Print the part of the passage about Chinese social media from "I wrote about" up to and including "they usually would.", without changing a word.

| Passage for review |
-*-

There’s an ongoing effort by a group of anonymous people to embarrass the PRC by translating some of the stuff that regularly appears on Chinese social media. The Great Translation Movement is an attempt to reveal to the rest of the world to just how extreme and belligerent some of the voices within China have become.

And that’s important because the universe of Chinese social media is heavily curated by government minders. So if something is allowed to stay up that’s usually a clear indication the government approves of it. If on the other hand it gets censored, the clearly the PRC does not approve.

One of the things the PRC definitely does not approve is criticism of the communist party. Criticisms of the party or the leadership can earn you a visit from the police. Which is why what happened the night before last on Weibo is so surprising.

As mentioned, it’s dangerous to be openly critical of the government but it appears some people are so fed up with COVID lockdowns that they were willing to risk some satire.

The 996 work environment is a reference to the hours expected of some Chinese tech workers:

Known as “996,” the term is shorthand for a work schedule spanning from 9 a.m. to 9 p.m., six days per week. Though popularized by the country’s soaring tech firms, often evoking images of hip urban startup employees with stock option plans hustling before being made millionaires by an IPO or funding round, “996” has evolved in how it is understood and applied by employers and employees, as well as how it is viewed by regulators.

I wrote about the woman seen chained to a wall here. Incredibly, that scene was intended to be an upbeat video about a man overcoming adversity.

People seemed surprised that the censors weren’t cracking down on the pointed satire as they usually would.

-*-

| Data section |
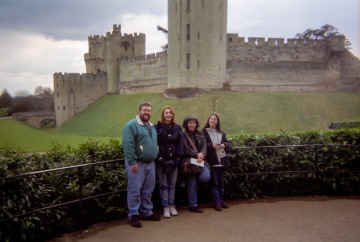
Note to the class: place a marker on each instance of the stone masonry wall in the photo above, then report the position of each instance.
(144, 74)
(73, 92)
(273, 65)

-*-

| Finished task |
I wrote about the woman seen chained to a wall here. Incredibly, that scene was intended to be an upbeat video about a man overcoming adversity.

People seemed surprised that the censors weren’t cracking down on the pointed satire as they usually would.